------ Exercise data
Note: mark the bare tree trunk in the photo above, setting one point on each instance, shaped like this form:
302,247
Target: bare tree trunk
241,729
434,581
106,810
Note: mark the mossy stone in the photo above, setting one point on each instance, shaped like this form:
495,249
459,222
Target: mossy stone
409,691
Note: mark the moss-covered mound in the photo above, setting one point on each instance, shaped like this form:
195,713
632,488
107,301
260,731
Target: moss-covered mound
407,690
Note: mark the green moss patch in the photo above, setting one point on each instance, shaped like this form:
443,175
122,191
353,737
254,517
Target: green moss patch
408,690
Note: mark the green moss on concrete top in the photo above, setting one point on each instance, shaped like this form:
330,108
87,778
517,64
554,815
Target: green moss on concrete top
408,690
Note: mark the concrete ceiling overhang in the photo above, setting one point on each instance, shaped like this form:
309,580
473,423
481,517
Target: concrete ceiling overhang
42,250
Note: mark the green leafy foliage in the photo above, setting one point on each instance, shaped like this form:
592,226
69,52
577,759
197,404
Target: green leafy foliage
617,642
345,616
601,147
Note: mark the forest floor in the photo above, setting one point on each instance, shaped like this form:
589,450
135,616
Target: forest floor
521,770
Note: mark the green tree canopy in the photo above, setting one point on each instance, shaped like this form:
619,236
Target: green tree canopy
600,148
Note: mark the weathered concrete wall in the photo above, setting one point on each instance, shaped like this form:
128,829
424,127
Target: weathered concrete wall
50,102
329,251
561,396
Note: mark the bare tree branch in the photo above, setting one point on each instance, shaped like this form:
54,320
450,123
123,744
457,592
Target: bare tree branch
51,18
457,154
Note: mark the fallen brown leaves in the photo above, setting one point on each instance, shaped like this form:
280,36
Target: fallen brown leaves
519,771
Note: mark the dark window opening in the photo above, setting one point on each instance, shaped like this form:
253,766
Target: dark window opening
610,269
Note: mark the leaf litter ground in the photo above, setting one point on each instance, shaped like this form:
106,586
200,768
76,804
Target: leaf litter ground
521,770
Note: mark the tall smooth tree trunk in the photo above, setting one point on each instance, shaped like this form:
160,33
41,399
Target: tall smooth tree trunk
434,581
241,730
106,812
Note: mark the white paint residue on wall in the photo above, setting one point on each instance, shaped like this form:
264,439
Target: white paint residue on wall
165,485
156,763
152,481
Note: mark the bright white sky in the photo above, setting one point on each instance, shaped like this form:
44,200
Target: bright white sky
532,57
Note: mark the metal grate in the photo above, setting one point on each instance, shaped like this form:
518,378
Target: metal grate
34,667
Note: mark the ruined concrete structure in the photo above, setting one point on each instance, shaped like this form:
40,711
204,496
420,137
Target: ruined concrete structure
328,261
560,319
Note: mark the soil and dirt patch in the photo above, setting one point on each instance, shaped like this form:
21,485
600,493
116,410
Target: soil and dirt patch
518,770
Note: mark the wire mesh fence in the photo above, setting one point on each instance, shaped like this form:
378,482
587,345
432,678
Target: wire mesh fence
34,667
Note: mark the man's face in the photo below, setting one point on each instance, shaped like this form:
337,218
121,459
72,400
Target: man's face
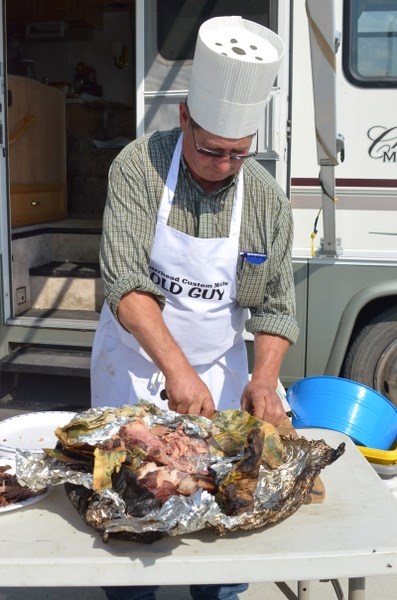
207,169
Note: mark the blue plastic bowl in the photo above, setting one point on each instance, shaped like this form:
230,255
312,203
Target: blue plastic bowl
360,412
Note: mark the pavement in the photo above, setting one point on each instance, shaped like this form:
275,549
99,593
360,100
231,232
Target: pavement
32,393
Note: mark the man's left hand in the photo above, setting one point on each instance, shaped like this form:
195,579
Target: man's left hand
262,401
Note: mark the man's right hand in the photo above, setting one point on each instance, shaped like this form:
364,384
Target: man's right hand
188,395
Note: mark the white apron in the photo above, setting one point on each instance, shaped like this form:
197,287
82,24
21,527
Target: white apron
198,278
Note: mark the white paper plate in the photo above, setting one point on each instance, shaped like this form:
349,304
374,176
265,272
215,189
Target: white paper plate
22,503
33,431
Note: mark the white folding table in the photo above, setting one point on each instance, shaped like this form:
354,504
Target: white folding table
352,534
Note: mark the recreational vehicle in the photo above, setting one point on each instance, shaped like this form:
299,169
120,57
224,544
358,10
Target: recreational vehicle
80,79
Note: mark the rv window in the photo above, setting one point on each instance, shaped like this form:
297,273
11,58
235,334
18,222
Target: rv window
370,42
178,21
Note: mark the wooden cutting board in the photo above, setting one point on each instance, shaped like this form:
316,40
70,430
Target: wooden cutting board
317,494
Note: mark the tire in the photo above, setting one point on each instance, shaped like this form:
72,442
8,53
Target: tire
372,358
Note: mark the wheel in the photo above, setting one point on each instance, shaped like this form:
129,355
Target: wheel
372,358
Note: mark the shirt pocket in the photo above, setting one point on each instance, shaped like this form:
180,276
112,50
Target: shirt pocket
251,283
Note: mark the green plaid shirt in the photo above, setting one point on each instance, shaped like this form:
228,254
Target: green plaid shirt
136,183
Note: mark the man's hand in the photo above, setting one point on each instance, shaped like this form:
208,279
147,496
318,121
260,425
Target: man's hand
188,394
262,401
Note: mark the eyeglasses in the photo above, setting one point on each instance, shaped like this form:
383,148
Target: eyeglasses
216,154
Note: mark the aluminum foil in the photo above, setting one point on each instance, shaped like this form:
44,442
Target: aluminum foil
279,491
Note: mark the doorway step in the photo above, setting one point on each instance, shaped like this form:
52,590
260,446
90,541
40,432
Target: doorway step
66,285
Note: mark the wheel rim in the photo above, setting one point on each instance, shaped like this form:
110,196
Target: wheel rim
385,376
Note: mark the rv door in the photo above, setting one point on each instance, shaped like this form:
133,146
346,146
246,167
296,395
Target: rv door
5,302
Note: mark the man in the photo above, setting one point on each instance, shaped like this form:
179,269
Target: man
196,246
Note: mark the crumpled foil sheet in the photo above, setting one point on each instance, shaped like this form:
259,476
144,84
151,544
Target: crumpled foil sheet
280,491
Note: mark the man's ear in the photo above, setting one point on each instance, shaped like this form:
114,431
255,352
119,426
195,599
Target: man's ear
183,116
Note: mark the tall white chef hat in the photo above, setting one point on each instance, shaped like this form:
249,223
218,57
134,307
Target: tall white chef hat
234,67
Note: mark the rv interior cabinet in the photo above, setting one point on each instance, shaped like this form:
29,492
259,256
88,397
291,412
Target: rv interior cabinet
37,152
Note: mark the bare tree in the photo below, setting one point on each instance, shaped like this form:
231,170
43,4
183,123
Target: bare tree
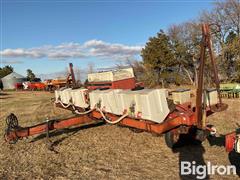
90,68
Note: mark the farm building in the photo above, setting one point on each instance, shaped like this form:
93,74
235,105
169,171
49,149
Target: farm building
11,79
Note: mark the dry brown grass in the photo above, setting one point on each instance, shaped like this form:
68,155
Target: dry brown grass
103,152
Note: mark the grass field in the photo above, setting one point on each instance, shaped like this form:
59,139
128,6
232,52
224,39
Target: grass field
101,152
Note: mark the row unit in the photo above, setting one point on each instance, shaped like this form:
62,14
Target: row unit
149,104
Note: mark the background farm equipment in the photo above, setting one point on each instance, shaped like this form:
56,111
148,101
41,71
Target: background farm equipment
118,79
230,90
148,109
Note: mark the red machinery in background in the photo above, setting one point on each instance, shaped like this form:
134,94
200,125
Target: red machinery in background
118,79
182,119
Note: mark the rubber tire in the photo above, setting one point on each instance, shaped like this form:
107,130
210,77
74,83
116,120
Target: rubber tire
169,139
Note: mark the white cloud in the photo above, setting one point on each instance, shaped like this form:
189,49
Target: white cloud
92,48
10,61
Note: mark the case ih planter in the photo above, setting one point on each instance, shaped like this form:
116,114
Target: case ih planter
148,110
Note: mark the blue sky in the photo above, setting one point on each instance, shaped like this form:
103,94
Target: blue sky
45,35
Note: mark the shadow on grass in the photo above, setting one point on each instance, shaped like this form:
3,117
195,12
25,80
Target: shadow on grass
234,157
3,94
189,151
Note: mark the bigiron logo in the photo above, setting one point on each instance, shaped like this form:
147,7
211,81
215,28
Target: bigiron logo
202,171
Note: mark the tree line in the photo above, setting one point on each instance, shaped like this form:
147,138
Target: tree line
172,56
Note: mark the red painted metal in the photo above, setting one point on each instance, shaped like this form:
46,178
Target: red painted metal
229,141
129,83
181,116
51,125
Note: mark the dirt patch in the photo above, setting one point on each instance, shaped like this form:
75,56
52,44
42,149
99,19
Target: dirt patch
100,152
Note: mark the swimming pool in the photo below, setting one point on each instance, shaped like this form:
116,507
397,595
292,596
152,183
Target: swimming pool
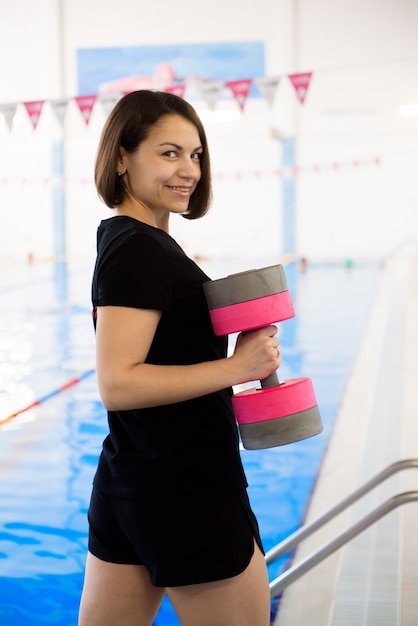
49,452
------------
→ **Objective**:
From the line containing "Note: mark the shadow" through the end of the records, what do those lines read like when "dirt patch" is changed to "bare soil patch" everywhere and nothing else is altered? Omit the pictures from your answer.

→ **Exercise response**:
Note: mark the shadow on grass in the photo above, setting one point on each instance, shaped like this form:
3,117
195,12
25,80
Target: shadow on grass
234,157
3,94
189,151
Note: mark the bigiron logo in the photo above, setting one point on each instance, shaped like this form:
147,7
211,81
215,28
Target: bigiron logo
202,171
Note: mark the tree line in the photo above, setting one point on each instance, shaped like this form:
147,138
Target: tree line
172,56
Note: mark the red painted metal in the photo above, setting one point on each instance, shaped like this form:
46,178
Target: red painted metal
229,141
129,83
181,116
51,125
Note: mark the bare soil patch in the photo above, setting one point on each instance, shaped like this form:
75,56
52,44
42,149
99,19
Target: bare soil patch
100,152
Note: mark the swimming pool in the photo below, setting one point on each instance, shaped like this form:
116,507
397,595
292,596
152,183
Target: swimming pool
49,452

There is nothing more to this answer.